# RECORD SET:
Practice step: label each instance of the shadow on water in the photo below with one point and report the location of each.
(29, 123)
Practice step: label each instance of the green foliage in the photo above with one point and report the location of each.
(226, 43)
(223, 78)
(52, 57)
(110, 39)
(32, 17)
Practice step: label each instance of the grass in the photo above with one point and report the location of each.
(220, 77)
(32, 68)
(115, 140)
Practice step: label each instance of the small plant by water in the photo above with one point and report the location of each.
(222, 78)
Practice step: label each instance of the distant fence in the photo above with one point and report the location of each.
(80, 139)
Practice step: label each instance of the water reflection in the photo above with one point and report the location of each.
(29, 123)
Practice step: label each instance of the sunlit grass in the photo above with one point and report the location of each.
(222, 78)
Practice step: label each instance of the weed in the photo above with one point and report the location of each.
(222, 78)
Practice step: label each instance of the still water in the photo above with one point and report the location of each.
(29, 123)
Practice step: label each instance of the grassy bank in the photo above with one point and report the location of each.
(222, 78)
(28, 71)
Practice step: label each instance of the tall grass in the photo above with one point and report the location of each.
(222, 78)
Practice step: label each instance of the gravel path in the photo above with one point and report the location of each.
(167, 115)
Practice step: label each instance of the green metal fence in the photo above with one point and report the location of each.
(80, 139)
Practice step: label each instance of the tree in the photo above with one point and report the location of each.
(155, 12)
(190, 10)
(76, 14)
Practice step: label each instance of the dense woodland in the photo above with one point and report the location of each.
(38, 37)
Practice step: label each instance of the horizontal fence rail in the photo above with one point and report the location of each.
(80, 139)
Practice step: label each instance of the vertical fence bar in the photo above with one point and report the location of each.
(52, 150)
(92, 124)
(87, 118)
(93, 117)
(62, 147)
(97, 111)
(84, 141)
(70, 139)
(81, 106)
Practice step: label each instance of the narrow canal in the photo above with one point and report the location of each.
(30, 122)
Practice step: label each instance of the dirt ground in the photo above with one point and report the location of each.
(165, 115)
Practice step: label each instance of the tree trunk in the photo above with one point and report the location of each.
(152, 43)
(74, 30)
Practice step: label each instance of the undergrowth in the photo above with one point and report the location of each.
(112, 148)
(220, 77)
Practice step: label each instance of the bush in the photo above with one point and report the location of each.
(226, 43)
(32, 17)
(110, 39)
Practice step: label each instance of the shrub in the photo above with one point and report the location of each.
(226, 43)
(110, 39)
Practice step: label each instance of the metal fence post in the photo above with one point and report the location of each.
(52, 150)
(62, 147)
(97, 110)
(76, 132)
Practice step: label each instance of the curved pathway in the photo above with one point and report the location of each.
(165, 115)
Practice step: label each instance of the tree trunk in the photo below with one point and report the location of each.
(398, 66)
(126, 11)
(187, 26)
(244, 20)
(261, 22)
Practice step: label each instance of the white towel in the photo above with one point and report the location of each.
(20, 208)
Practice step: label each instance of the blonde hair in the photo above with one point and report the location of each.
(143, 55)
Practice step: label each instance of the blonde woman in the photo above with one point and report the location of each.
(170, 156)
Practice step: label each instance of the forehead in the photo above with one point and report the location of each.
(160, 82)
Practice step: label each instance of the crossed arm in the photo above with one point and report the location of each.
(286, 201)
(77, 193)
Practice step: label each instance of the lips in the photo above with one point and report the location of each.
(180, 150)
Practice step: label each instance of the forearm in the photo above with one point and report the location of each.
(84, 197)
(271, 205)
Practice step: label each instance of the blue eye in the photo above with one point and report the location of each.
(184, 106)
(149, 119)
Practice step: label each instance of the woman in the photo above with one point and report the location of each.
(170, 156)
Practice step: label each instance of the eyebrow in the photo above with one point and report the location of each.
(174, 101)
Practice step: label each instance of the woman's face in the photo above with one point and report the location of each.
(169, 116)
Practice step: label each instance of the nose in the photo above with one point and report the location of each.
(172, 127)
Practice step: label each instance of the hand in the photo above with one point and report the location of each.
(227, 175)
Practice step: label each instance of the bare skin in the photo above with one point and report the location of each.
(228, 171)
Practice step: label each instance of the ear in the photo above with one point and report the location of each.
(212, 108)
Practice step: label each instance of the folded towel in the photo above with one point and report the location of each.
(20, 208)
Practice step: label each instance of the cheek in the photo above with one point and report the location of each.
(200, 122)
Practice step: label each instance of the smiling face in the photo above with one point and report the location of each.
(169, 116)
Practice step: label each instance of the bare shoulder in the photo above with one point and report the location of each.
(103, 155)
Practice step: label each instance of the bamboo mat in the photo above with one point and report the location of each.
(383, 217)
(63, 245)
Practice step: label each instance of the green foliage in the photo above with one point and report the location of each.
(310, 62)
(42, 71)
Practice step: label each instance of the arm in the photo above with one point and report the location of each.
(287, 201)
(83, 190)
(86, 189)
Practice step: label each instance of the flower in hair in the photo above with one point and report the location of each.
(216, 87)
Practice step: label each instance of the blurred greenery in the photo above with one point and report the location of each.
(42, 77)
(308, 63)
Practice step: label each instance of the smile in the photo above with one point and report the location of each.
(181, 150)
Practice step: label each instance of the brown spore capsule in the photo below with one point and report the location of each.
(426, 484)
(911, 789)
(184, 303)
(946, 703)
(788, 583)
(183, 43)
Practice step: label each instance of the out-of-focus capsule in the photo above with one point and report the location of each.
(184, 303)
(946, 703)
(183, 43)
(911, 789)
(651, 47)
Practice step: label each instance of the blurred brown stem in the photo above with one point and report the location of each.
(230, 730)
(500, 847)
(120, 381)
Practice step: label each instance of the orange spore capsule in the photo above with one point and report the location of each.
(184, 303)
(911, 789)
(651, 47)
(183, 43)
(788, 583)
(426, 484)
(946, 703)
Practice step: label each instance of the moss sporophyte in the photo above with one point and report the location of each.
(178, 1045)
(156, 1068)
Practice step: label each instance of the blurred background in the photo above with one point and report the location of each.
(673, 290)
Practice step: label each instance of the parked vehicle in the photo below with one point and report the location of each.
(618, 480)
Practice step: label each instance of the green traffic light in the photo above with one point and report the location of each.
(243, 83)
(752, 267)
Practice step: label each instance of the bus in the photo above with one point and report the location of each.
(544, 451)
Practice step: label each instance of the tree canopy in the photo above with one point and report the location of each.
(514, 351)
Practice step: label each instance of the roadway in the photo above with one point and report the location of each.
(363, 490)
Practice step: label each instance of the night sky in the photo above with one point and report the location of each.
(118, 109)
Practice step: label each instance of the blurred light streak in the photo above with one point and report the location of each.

# STATED TASK:
Return all of the lines above without changing a single character, from the first line through the last.

# WRITTEN RESPONSE:
Practice step: label each instance of the shadow on water in the photo below with one point and report the location of each.
(29, 123)
Practice step: label each instance of the green foliage in the photo above with one point and report the location of each.
(226, 43)
(223, 78)
(52, 57)
(110, 39)
(32, 17)
Practice step: label each instance of the grass in the photo above with one point and report the location of each.
(220, 77)
(32, 68)
(115, 140)
Practice step: label each instance of the small plant by water in the photo above with one point and report the location of each.
(222, 78)
Practice step: label each instance of the distant fence in the photo above with one point and report the location of each.
(80, 139)
Practice step: label each instance of the water reflection in the photo above with one point and report the location of each.
(29, 123)
Practice step: label each instance of the sunlit grass in the photo above with one point and report the location of each.
(222, 78)
Practice step: label each instance of the weed in the photo above with one point and report the location of each.
(222, 78)
Practice step: label each instance of the still water in the photo above with one point and report the location of each.
(29, 123)
Practice step: label each instance of the grassy bank in the photo above with one point and report the location of each.
(222, 78)
(28, 71)
Practice step: label each instance of the tall grass in the photo above with one point and report the location of each.
(222, 78)
Practice step: label each instance of the gravel path in the photo above with one point and report the location of each.
(167, 115)
Practice step: label each instance of the green metal fence in the photo above with one point and report the location of each.
(80, 139)
Practice step: label each instance of the tree in the photo above with one point and report the location of each.
(155, 12)
(190, 10)
(76, 14)
Practice step: label each instance of the dense woodland in the photo above with one point and report the location of each.
(38, 37)
Practice step: label each instance of the horizontal fence rail in the photo above with one point and report the location of each.
(80, 139)
Practice step: label each instance of the vertical fence bar in the photo above with one point and report the location of each.
(52, 150)
(92, 124)
(87, 118)
(93, 117)
(62, 147)
(97, 111)
(84, 141)
(70, 139)
(81, 106)
Practice step: label each instance of the narrow canal in the photo above with one point and report the location of each.
(30, 122)
Practice step: label each instance of the dirt ground in the photo above with one point and report the location of each.
(165, 115)
Practice step: label each instance of the tree trunk in the photo above with one point and report the location of each.
(152, 43)
(74, 30)
Practice step: label each instance of the undergrowth in the photo above with one point and report the location of each.
(112, 148)
(220, 77)
Practice step: label each instance of the bush in the photo above with one point and report the location of each.
(226, 43)
(32, 17)
(110, 39)
Practice step: label each instance of the shrub in the photo above with one point and report the location of each.
(226, 43)
(110, 39)
Practice step: label each instance of the metal fence post in the photo above with one point and report the location of each.
(52, 150)
(62, 147)
(97, 110)
(76, 132)
Practice step: label each instance of the curved pathway in the photo above with one point and report the location of each.
(165, 115)
Practice step: label each instance of the tree trunk in the photo below with one point and report the location of each.
(398, 66)
(126, 11)
(187, 26)
(244, 20)
(261, 22)
Practice step: label each instance of the white towel in the photo above with one point and report the location of each.
(20, 208)
Practice step: label each instance of the blonde hair in the photo above with one point and report the location of each.
(143, 55)
Practice step: label each instance of the blonde woman in the photo above with one point and report the location of each.
(170, 156)
Practice step: label each instance of the forehead in the photo above with one point and report the location of each.
(160, 82)
Practice step: label each instance of the crossed arm in the photo above with one point and report the location of each.
(286, 201)
(77, 193)
Practice step: label each instance of the lips in the photo above with one point and report the location of each.
(180, 150)
Practice step: label each instance of the forearm in the photo above with one point and report the location of each.
(84, 197)
(271, 205)
Practice step: label each instance of the blue eye in the photo above with one point and report the location of each.
(184, 106)
(149, 119)
Practice step: label each instance of the woman in the photo above with one point and report the location of each.
(170, 156)
Practice step: label each instance of the eyebrow in the photo above with one point and report the location of each.
(174, 101)
Practice step: label each instance of the woman's face in the photo above with one point and report the location of each.
(169, 116)
Practice step: label each instance of the nose in the photo above with one point and report the location of each.
(172, 127)
Practice step: label each instance of the hand in the photo above with one point and report the location of each.
(227, 175)
Practice step: label each instance of the bare skin in the photo above with one point and report the location of each.
(228, 171)
Practice step: label each instance of the ear in the photo above with one point and report the location of each.
(212, 108)
Practice step: label each instance of the folded towel in the photo above with one point and report the location of each.
(20, 208)
Practice step: label each instance of the cheek in the photo above with one point and report the location of each.
(200, 122)
Practice step: label each instance of the smiling face in the photo above with one point and report the location of each.
(169, 116)
Practice step: label each instance of the bare shoulder in the photo above with one point and report the location of each.
(103, 155)
Practice step: label each instance of the bamboo mat in the photo above with one point and report the location of each.
(383, 217)
(63, 245)
Practice step: label each instance of the green foliage in the photo above with one point and report the location of each.
(310, 62)
(42, 71)
Practice step: label each instance of the arm in the photo above with one point and report the location of each.
(287, 201)
(83, 190)
(86, 189)
Practice step: label each instance of the flower in hair in the photo above with one point and report the location of each.
(216, 87)
Practice step: label each instance of the blurred greenery in the photo above with one point and report the location of each.
(42, 77)
(308, 63)
Practice step: label each instance of the smile in the photo above with one point and report the location of each.
(181, 150)
Practice step: label each instance of the brown spore capsule in the photo below with one point and report the location of each.
(426, 484)
(911, 789)
(184, 303)
(946, 703)
(788, 583)
(183, 43)
Practice step: label each instance of the out-of-focus capsule in the photo above with one point and report the location of each.
(184, 303)
(946, 703)
(183, 43)
(911, 789)
(651, 47)
Practice step: label each instance of the blurred brown stem in the photo above with one point and report the location of each.
(230, 730)
(500, 847)
(120, 381)
Practice step: label each instance of the orange spore capsule in the photo above with one point and report the location of each.
(184, 303)
(911, 789)
(651, 47)
(183, 43)
(788, 583)
(426, 484)
(946, 703)
Practice step: label each instance of the moss sporophyte in the photo above with one point and report the location of each.
(178, 1045)
(156, 1068)
Practice step: label each instance of the blurred background in the photo above with one point and report the location of each.
(673, 290)
Practice step: label each instance of the parked vehicle in the photo below with one point and report the location of each.
(618, 480)
Practice step: label each instance of the green traffic light in the photo above with one point and report the location of each.
(243, 83)
(752, 267)
Practice step: label each instance of the bus in the photo above with one point and report the location of each.
(544, 451)
Practice step: label each instance of the tree canopy in the photo above with one point and report the location of each.
(514, 351)
Practice step: label each instance of the roadway in the photo above with one point and report the location of each.
(363, 490)
Practice step: label each instance of the night sky in the photo above with one point and report the location of each.
(118, 109)
Practice step: label each instance of the blurred light streak in the photo above with one point and report the location of each.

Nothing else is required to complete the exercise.